▶ **Instructions for the task**:
Set down the material below verbatim, line for line, and omit the pictures.

begin Given information

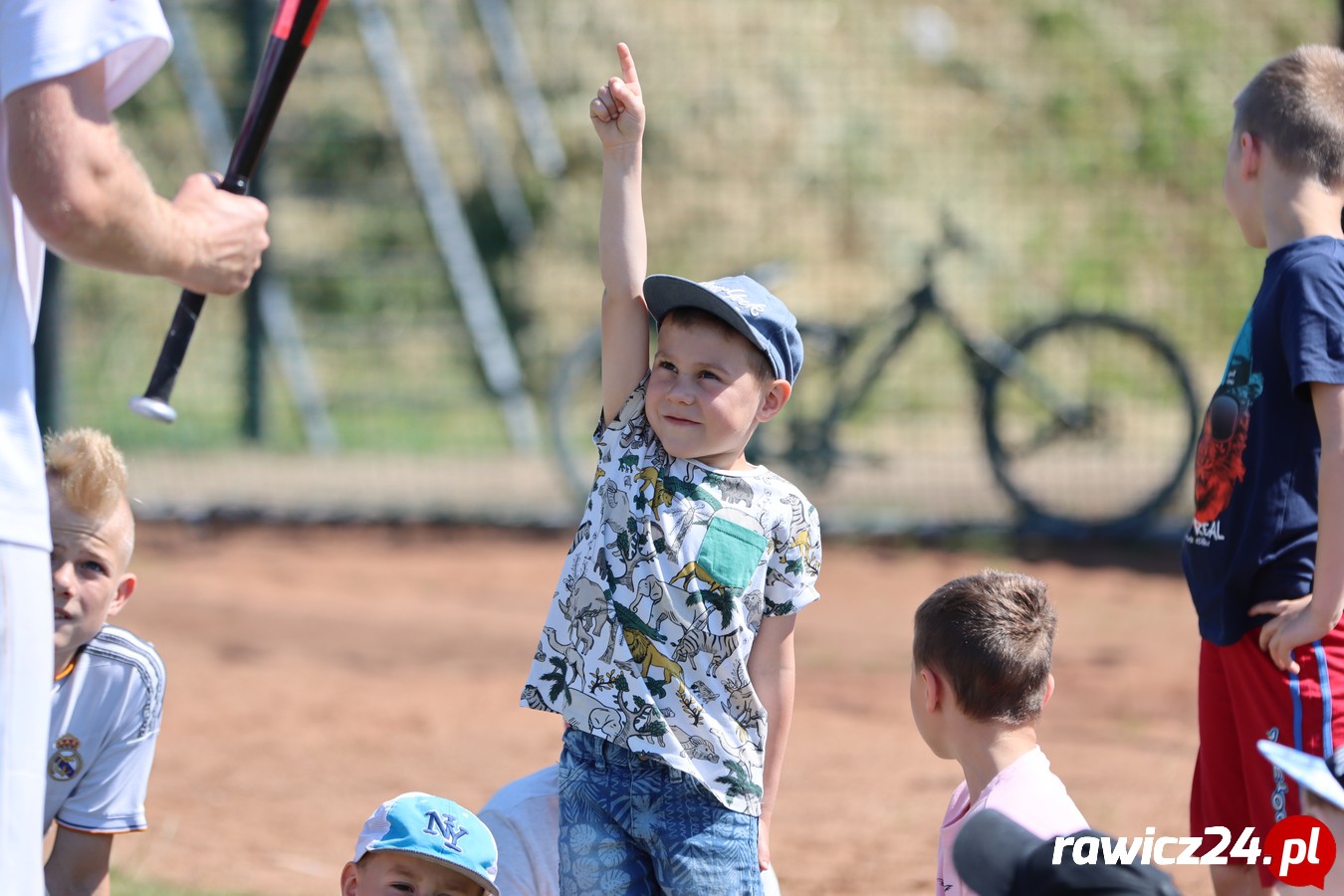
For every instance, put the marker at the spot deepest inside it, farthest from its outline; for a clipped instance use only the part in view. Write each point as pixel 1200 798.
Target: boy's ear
pixel 933 687
pixel 1251 154
pixel 775 400
pixel 123 590
pixel 349 879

end Given information

▶ **Task response**:
For every instance, put the marker at the spot deepest inside it, farthest from its outline; for a clipped instance use only the part in view. Write each point as pixel 1200 798.
Target: boy's ear
pixel 933 687
pixel 1251 154
pixel 775 400
pixel 123 590
pixel 349 879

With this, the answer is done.